Ich machte weiter. „Ich weiß, dass du niemanden umgebracht hast, Morgan. Aber warst du schon mal richtig wütend auf jemanden? Vielleicht so sehr, dass du ihn – wenn auch nur für einen Augenblick – gehasst hast? Und, Morgan, hast du vielleicht … äh, zum Beispiel … deine Eltern schon einmal nicht geehrt?“
Die Antwort darauf kannten wir beide.
Das Gespräch verlief anders, als sie sich das vorgestellt hatte.
Aber so läuft das nun einmal, wenn der eigene Vater Pastor ist.
Sie seufzte tief, und ich erkannte sofort, was das bedeutete. Es war dasselbe Seufzen, das ich manchmal am Sonntag zu hören bekomme, wenn jemand das Interesse an der Predigt verliert. Also war es an der Zeit, mit dem Predigen aufzuhören und eine Einladung auszusprechen.
Doch noch bevor ich dazu kam, leuchteten ihre Augen auf, und sie meinte: „Papa, ein Gebot fällt mir ein, das ich noch nie gebrochen habe. Ich habe mir noch nie ein Götzenbild gemacht!“
Also, darauf wollte ich unbedingt etwas erwidern.
Ich wollte meiner Tochter nämlich erklären, dass das genau das Gebot ist, das jeder von uns am häufigsten bricht.
Ich wollte ihr erklären, was Martin Luther einmal gesagt hatte –dass man die anderen neun Gebote nicht brechen kann, ohne zunächst dieses eine zu brechen. Doch als ich neben meiner Tochter lag, beschloss ich, die Theologiestunde lieber auf den nächsten Tag zu verschieben. Wir beteten zusammen und dankten Gott dafür, dass er Jesus geschickt hatte, um Sünde und
Schuld von uns zu nehmen. Als ich ging, schenkte ich ihr ein Lächeln, küsste sie auf die Stirn und sagte ihr, wie stolz ich auf sie sei, dass sie die Zehn Gebote auswendig gelernt hatte.

Aufgabenstellung —
Setze die Erzählung vom abendlichen Gespräch über die Zehn Gebote im Anschluss an ihren letzten Satz fort.

(Gespeicherte Einträge des Datensatzes)

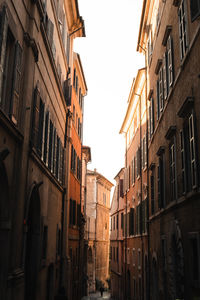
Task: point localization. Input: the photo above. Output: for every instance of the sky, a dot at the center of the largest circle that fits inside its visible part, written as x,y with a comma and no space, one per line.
110,62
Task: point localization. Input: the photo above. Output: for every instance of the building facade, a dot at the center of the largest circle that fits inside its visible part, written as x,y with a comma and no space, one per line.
169,36
97,229
36,57
116,238
78,91
135,243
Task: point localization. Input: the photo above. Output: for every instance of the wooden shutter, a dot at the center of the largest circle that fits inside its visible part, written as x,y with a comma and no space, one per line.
35,123
194,9
3,38
14,107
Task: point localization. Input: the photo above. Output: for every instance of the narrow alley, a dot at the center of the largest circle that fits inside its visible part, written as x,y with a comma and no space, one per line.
99,149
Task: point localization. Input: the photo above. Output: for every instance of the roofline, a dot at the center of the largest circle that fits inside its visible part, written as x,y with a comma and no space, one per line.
90,172
88,149
141,24
82,72
119,173
132,92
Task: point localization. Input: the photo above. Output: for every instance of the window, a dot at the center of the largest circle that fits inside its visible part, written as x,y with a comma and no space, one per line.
149,48
188,154
134,288
117,254
44,242
144,152
143,216
161,181
152,187
183,162
131,222
72,217
164,253
194,9
121,184
138,219
151,117
133,256
74,78
182,13
122,220
128,256
10,69
138,162
169,62
192,151
173,178
58,242
139,259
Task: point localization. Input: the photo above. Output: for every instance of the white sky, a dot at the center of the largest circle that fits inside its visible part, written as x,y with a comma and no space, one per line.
110,62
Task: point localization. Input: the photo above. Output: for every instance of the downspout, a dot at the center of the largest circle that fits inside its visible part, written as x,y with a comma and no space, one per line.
126,225
81,238
67,141
147,149
96,199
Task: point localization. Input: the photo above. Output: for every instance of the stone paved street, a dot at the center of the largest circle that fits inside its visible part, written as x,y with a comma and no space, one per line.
97,295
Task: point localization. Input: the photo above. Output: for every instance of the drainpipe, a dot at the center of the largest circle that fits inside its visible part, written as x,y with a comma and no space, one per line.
126,225
147,137
67,146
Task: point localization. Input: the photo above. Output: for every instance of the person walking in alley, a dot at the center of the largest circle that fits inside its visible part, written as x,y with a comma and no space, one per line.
101,291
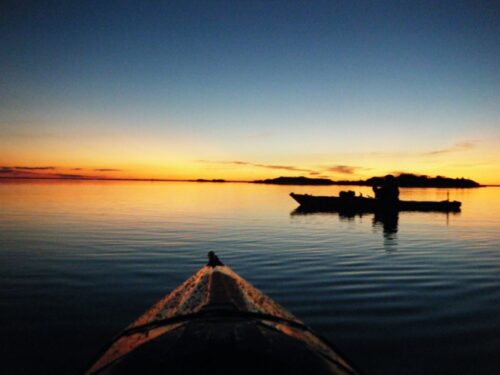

Antwortfeld —
Doch als ich die Treppen hinunterging, fragte ich mich, wie viele Menschen die Sache mit den Götzen genauso sehen wie Morgan. Vielleicht betrachten sie die Zehn Gebote als eine weitere Sammlung von Verhaltensregeln, etwa wie die, die im Schwimmbad aufgehängt wird – am Becken nicht rennen, nicht ins flache Wasser springen oder ins Becken pinkeln. Eine lange Liste mit Regeln. Und die Regel mit den Götzenbildern haken wir schnell ab, weil wir meinen, dass wir uns ohnehin daran halten.
Immerhin hat diese ganze Sache mit dem Götzendienst mit unserer Welt nichts mehr zu tun. Das Gebot war für die damalige Zeit bestimmt, nicht für heute. Oder?
Die eintausend Stellen oder so, die sich in der Bibel auf den Götzendienst beziehen, gehen uns doch wohl nichts mehr an. Wir kennen niemanden, der sich vor einer goldenen Statue oder einem geschnitzten Götzenbild niederkniet. Ist der Götzendienst nicht den Weg der groß karierten Anzüge, Schulterpolster und Plastiksandalen gegangen? Sind wir darüber nicht längst hinweg?
Götzendienst erscheint uns etwas so Primitives zu sein. Hat irgendwie nichts mehr mit unserem Alltag zu tun. Braucht man überhaupt ein Buch über Götzendienst? Warum nicht gleich ein Buch über Regentänze und Medizinmänner schreiben?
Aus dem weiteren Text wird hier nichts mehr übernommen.